**Source extract**
What The Knot’s 2019 Real Weddings Study Actually Tells Us

The Knot is feeling its age.

The wedding industry titan, which was founded in 1996, released its annual Real Weddings Study yesterday. The survey of more than 25,000 couples married in 2019 is rife with apologies. 

“Don’t let this number scare you—it’s an average!” reads the subhead for The Knot’s article announcing the new average cost of a wedding in the U.S. That number, by the way, is $33,900.

“Before you start hyperventilating, keep in mind that the average wedding cost is just that: an average dollar amount, which has been calculated by combining the total cost of tens of thousands of weddings, then dividing that sum by the number of couples surveyed,” the article quickly explains.

This hedgy tone couldn’t be more different from The Knot of yesteryear.

**Dataset entries**

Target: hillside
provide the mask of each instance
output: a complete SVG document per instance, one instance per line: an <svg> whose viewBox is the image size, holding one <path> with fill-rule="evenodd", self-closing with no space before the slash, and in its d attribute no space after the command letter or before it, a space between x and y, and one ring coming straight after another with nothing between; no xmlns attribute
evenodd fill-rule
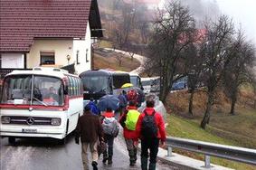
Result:
<svg viewBox="0 0 256 170"><path fill-rule="evenodd" d="M94 53L93 65L94 69L113 69L116 71L131 71L140 66L140 62L133 59L131 61L128 57L122 57L121 65L119 61L116 58L118 55L116 52L111 53L109 56L106 56L100 53Z"/></svg>
<svg viewBox="0 0 256 170"><path fill-rule="evenodd" d="M206 130L202 129L200 122L204 116L206 95L197 92L194 95L194 116L187 113L189 93L185 90L171 93L166 106L169 118L167 134L172 137L191 138L217 144L256 148L256 109L253 93L242 90L236 106L236 114L229 114L230 103L223 93L218 94L216 105L212 112L210 124ZM185 151L176 152L197 159L204 159L202 155ZM255 169L255 166L242 163L213 158L213 163L234 169Z"/></svg>

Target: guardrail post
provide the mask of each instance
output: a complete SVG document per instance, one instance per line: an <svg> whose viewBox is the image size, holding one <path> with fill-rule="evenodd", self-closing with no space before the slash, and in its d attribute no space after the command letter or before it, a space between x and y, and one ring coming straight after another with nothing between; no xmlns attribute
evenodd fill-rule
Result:
<svg viewBox="0 0 256 170"><path fill-rule="evenodd" d="M211 167L211 156L204 156L204 167L210 168Z"/></svg>
<svg viewBox="0 0 256 170"><path fill-rule="evenodd" d="M172 156L172 152L173 152L172 147L168 146L168 148L167 148L167 156Z"/></svg>

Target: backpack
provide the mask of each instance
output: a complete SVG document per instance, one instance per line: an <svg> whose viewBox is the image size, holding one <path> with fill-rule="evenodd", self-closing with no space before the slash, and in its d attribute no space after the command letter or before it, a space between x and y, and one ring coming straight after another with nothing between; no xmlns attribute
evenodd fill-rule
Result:
<svg viewBox="0 0 256 170"><path fill-rule="evenodd" d="M128 105L127 99L123 94L120 94L119 96L119 107L125 108Z"/></svg>
<svg viewBox="0 0 256 170"><path fill-rule="evenodd" d="M117 137L119 132L119 127L118 121L114 117L112 118L104 118L102 123L103 132L107 135Z"/></svg>
<svg viewBox="0 0 256 170"><path fill-rule="evenodd" d="M154 138L157 137L158 128L155 120L156 111L152 115L148 115L144 111L145 117L142 119L141 135L144 138Z"/></svg>
<svg viewBox="0 0 256 170"><path fill-rule="evenodd" d="M135 90L131 90L128 91L128 99L133 100L135 102L137 102L137 93Z"/></svg>
<svg viewBox="0 0 256 170"><path fill-rule="evenodd" d="M88 103L88 105L90 108L90 111L94 114L94 115L99 115L100 114L100 110L98 109L96 104L93 101L90 101Z"/></svg>
<svg viewBox="0 0 256 170"><path fill-rule="evenodd" d="M137 109L128 110L128 112L127 113L127 118L125 121L126 128L128 130L136 129L136 124L137 124L139 115L140 113Z"/></svg>

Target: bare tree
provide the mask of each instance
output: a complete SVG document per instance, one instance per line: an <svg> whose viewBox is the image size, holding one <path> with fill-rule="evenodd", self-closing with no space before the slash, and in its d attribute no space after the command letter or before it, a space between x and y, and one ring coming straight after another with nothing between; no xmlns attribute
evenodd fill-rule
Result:
<svg viewBox="0 0 256 170"><path fill-rule="evenodd" d="M124 54L123 54L123 53L118 52L118 53L116 54L116 59L117 59L117 61L119 61L119 66L122 66L123 58L124 58Z"/></svg>
<svg viewBox="0 0 256 170"><path fill-rule="evenodd" d="M112 31L112 41L116 48L123 49L128 43L134 24L134 17L135 13L132 6L124 5L121 17L115 22Z"/></svg>
<svg viewBox="0 0 256 170"><path fill-rule="evenodd" d="M193 41L194 20L188 8L175 1L158 11L148 45L146 67L160 76L160 99L165 103L185 49Z"/></svg>
<svg viewBox="0 0 256 170"><path fill-rule="evenodd" d="M236 43L240 44L233 50L233 59L231 61L223 76L225 95L231 99L230 114L234 115L235 104L239 87L246 82L251 82L251 71L255 60L254 44L245 41L245 37L239 33Z"/></svg>
<svg viewBox="0 0 256 170"><path fill-rule="evenodd" d="M193 116L193 100L196 89L204 82L204 70L205 70L205 57L201 55L200 46L204 45L204 42L201 38L199 43L193 43L189 48L188 53L190 57L187 58L186 68L187 72L187 86L190 92L188 113Z"/></svg>
<svg viewBox="0 0 256 170"><path fill-rule="evenodd" d="M207 68L207 104L201 128L205 128L210 121L212 107L215 93L221 79L228 64L233 58L232 51L239 46L233 43L234 28L231 19L225 15L219 17L218 21L205 24L207 30L207 42L203 46L202 54L205 56Z"/></svg>

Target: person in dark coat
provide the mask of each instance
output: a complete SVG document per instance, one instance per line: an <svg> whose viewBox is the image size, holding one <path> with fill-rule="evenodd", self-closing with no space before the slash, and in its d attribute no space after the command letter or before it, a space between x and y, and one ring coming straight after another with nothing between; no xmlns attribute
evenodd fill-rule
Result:
<svg viewBox="0 0 256 170"><path fill-rule="evenodd" d="M128 106L128 100L127 100L123 91L120 92L120 94L119 95L119 112L120 112L120 116L122 116L125 109Z"/></svg>
<svg viewBox="0 0 256 170"><path fill-rule="evenodd" d="M130 166L134 166L137 161L137 146L134 145L134 139L136 138L136 130L128 129L126 126L126 121L128 118L128 113L130 111L129 114L139 114L137 109L135 101L129 101L129 104L125 110L124 114L119 119L119 123L124 128L123 135L127 144L127 148L128 151Z"/></svg>
<svg viewBox="0 0 256 170"><path fill-rule="evenodd" d="M103 131L99 116L91 113L90 106L85 106L84 114L79 118L78 125L75 130L75 142L79 145L80 138L81 142L81 157L84 170L89 170L89 160L87 148L91 152L93 170L98 167L98 143L103 140Z"/></svg>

**Set tasks**
(a) Summarize the piece on The Knot's 2019 Real Weddings Study in two sentences.
(b) Transcribe the piece on The Knot's study between "What The Knot’s" and "article quickly explains.", inclusive.
The records have nothing to do with the text.

**Task solutions**
(a) The Knot, a wedding industry company founded in 1996, released its annual Real Weddings Study, which surveyed more than 25,000 couples married in 2019 and put the average U.S. wedding cost at $33,900. The study's announcement is full of apologies and hedging about that average, a tone very different from The Knot of the past.

(b)
What The Knot’s 2019 Real Weddings Study Actually Tells Us

The Knot is feeling its age.

The wedding industry titan, which was founded in 1996, released its annual Real Weddings Study yesterday. The survey of more than 25,000 couples married in 2019 is rife with apologies. 

“Don’t let this number scare you—it’s an average!” reads the subhead for The Knot’s article announcing the new average cost of a wedding in the U.S. That number, by the way, is $33,900.

“Before you start hyperventilating, keep in mind that the average wedding cost is just that: an average dollar amount, which has been calculated by combining the total cost of tens of thousands of weddings, then dividing that sum by the number of couples surveyed,” the article quickly explains.